In the rows below, render everything from the line containing "From the image above, could you locate the hazy" down to the line containing "top-left (0, 113), bottom-right (640, 363)", both ends included, as a Markdown table with the columns No. and Line. Number each line in order and leave out any blank lines.

<<<<

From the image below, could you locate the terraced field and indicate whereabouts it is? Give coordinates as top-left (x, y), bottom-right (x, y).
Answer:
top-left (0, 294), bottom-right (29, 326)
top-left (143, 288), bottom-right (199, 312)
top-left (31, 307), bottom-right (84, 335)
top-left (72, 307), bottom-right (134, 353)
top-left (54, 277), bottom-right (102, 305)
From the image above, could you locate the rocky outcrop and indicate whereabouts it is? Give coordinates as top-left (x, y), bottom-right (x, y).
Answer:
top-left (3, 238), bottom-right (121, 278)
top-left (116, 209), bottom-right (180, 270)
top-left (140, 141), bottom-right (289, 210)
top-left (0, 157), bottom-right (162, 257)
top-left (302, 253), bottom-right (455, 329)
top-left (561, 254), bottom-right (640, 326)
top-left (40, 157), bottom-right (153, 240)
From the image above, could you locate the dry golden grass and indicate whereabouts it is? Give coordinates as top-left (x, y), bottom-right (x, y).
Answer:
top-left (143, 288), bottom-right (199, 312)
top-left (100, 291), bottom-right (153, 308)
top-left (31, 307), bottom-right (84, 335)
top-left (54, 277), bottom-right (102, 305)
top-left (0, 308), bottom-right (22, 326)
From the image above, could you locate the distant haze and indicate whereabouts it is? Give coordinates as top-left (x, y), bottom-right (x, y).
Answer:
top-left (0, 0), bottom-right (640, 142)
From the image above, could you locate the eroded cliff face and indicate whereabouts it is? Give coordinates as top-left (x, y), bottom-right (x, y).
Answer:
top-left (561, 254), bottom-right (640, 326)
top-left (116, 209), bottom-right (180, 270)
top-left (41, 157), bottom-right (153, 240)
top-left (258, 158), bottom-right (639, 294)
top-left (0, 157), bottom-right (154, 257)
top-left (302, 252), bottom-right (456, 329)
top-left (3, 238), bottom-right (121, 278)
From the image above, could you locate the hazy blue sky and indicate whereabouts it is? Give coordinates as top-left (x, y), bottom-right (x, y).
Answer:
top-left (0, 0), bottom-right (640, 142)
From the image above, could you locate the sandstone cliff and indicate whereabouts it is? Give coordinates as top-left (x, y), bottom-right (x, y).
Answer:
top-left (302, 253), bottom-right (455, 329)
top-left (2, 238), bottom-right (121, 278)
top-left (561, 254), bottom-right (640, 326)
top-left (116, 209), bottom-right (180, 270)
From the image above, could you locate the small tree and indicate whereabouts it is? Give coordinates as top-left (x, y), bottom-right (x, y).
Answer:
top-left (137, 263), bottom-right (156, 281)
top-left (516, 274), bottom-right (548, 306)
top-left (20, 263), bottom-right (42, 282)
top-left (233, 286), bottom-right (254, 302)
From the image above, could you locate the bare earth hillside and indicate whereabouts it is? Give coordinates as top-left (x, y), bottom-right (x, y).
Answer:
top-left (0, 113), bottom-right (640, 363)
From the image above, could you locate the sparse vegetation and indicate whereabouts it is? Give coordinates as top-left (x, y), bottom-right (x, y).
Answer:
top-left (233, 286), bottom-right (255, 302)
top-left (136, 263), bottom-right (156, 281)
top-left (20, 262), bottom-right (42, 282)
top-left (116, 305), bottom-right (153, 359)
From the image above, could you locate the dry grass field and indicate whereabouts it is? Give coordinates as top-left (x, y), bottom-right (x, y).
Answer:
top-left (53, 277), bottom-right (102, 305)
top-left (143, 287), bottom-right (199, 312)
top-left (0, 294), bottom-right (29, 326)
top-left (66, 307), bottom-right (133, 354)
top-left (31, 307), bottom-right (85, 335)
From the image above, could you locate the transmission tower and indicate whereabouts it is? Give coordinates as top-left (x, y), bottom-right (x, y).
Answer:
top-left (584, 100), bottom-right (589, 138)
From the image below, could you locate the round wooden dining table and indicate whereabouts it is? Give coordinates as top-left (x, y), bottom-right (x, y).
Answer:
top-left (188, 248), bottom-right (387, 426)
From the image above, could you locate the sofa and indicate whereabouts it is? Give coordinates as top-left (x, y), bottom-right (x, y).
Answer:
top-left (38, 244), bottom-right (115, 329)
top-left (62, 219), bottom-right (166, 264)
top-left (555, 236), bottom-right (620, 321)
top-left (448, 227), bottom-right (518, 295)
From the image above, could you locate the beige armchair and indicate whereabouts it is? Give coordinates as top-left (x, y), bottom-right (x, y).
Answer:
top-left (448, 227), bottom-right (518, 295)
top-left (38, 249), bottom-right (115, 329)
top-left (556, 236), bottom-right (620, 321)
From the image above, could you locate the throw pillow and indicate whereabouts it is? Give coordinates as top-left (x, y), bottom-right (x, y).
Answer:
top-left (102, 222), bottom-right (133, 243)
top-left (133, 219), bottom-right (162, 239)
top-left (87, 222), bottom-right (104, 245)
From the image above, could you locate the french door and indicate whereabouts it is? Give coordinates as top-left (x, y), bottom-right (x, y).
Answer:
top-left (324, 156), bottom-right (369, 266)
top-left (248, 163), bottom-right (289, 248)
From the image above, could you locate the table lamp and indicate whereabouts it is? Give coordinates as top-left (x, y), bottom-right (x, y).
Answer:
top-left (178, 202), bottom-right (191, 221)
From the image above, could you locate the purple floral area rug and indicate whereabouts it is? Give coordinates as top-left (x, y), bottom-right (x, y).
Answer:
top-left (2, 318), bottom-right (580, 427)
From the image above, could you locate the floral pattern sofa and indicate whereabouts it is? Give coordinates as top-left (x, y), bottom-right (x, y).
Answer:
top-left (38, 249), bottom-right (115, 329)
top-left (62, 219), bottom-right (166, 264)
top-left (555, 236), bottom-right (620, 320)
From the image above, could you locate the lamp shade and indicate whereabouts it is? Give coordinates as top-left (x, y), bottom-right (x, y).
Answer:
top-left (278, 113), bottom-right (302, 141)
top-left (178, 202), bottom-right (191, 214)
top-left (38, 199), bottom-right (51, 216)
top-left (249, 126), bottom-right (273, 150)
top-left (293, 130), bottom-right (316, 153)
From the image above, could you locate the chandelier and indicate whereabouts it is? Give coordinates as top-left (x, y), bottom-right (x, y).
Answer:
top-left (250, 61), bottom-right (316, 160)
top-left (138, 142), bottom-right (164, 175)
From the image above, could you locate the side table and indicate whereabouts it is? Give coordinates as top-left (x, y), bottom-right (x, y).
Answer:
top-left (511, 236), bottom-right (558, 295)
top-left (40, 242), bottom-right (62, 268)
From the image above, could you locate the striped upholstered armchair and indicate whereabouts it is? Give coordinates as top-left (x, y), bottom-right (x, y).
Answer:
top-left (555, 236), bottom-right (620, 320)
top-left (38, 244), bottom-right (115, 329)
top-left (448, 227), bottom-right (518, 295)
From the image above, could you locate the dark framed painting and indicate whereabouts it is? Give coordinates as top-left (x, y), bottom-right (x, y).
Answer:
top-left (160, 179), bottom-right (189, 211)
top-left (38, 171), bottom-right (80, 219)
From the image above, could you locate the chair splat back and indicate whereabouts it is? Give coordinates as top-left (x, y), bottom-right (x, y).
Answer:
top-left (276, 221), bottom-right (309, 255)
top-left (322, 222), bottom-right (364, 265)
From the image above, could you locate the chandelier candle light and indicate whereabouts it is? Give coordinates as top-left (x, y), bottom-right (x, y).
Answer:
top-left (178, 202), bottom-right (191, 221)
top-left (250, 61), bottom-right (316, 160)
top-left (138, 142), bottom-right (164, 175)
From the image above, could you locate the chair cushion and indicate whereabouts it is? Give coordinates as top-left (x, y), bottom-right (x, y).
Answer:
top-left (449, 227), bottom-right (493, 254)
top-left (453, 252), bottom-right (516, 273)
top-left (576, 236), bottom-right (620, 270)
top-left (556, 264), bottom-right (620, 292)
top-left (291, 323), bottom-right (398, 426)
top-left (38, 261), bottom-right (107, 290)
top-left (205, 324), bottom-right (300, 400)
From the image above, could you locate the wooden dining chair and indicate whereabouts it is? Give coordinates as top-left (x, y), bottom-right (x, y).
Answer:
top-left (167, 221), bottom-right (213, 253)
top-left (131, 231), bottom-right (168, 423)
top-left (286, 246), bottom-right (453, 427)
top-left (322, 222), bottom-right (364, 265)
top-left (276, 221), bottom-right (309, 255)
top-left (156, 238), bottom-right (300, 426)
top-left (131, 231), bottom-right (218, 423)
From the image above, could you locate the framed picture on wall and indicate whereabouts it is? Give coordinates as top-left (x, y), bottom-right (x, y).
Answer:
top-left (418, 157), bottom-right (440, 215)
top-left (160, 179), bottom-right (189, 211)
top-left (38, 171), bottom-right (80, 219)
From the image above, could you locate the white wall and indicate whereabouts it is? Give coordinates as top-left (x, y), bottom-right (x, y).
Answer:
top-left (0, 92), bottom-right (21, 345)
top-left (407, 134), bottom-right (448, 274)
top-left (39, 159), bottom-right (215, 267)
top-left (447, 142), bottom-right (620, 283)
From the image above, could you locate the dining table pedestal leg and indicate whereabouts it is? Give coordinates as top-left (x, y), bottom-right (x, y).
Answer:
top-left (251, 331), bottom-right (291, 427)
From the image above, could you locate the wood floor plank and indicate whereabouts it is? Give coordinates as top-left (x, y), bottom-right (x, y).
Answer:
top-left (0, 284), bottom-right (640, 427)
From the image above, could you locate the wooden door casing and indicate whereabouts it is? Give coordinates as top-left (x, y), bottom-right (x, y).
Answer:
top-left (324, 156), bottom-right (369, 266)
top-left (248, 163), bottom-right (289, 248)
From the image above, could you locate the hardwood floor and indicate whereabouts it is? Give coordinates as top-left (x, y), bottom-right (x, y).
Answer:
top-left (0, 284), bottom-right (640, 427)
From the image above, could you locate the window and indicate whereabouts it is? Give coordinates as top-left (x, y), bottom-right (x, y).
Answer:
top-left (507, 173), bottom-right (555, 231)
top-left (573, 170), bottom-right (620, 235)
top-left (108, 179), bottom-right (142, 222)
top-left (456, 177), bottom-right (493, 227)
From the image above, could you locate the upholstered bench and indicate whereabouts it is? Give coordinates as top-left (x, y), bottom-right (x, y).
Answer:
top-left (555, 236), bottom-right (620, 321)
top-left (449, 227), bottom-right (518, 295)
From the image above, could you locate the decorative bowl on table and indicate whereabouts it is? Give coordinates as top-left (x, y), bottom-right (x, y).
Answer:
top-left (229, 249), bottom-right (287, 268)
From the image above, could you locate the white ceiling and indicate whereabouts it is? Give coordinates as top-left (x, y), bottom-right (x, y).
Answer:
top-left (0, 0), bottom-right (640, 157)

>>>>

[Task result]:
| No. | Line |
|---|---|
| 1 | From the image above, could you locate the hazy blue sky and indicate whereabouts it is? Give coordinates as top-left (x, y), bottom-right (x, y). |
| 2 | Answer: |
| 3 | top-left (0, 0), bottom-right (640, 142) |
| 4 | From the image above, could you locate the sandstone cliff and indicate whereabouts it is? Give coordinates as top-left (x, y), bottom-right (x, y). |
| 5 | Answer: |
| 6 | top-left (302, 253), bottom-right (455, 329) |
| 7 | top-left (2, 238), bottom-right (121, 278) |
| 8 | top-left (561, 254), bottom-right (640, 326) |
| 9 | top-left (116, 209), bottom-right (180, 270) |
| 10 | From the image above, could you locate the small tree and indicate whereabouts it is? Give coordinates as top-left (x, y), bottom-right (x, y). |
| 11 | Answer: |
| 12 | top-left (137, 263), bottom-right (156, 281) |
| 13 | top-left (516, 274), bottom-right (548, 306) |
| 14 | top-left (20, 263), bottom-right (42, 282) |
| 15 | top-left (233, 286), bottom-right (254, 302) |
| 16 | From the image above, could you locate the bare earth hillside and indicate whereabouts it is? Give coordinates as top-left (x, y), bottom-right (x, y). |
| 17 | Answer: |
| 18 | top-left (0, 113), bottom-right (640, 363) |